(Extracted records)

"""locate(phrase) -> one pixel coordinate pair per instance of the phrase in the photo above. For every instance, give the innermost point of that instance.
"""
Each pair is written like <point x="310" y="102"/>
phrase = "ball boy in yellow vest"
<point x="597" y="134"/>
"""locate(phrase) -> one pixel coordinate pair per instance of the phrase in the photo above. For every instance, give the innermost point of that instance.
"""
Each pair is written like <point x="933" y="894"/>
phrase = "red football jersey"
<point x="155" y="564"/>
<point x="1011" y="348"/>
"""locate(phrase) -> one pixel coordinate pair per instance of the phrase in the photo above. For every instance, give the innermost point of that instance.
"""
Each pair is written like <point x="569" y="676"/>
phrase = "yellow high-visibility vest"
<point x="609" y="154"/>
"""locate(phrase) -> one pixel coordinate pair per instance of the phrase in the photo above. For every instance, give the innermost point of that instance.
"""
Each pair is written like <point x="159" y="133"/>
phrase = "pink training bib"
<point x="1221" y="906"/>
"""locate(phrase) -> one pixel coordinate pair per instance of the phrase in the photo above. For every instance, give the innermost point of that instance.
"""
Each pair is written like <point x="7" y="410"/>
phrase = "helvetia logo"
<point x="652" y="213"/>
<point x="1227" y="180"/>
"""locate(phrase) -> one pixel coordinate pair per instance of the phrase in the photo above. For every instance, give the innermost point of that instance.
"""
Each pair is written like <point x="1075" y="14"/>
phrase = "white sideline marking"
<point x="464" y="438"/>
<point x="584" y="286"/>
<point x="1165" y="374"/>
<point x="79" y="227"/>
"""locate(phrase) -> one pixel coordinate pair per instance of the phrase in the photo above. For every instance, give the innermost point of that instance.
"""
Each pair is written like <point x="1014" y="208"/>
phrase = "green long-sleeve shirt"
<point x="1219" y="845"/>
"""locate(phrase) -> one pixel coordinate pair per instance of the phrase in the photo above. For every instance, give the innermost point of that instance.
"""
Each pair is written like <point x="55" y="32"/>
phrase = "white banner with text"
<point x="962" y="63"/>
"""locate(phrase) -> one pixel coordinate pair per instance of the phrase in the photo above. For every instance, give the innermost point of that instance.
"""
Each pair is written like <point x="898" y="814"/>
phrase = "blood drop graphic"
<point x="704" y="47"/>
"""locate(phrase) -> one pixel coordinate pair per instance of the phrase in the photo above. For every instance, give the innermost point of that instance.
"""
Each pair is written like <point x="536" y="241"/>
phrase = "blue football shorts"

(End Extracted records)

» What is being asked: Count the lines above in which the string "Each" occurs. Give that number and nothing else.

» Result: 10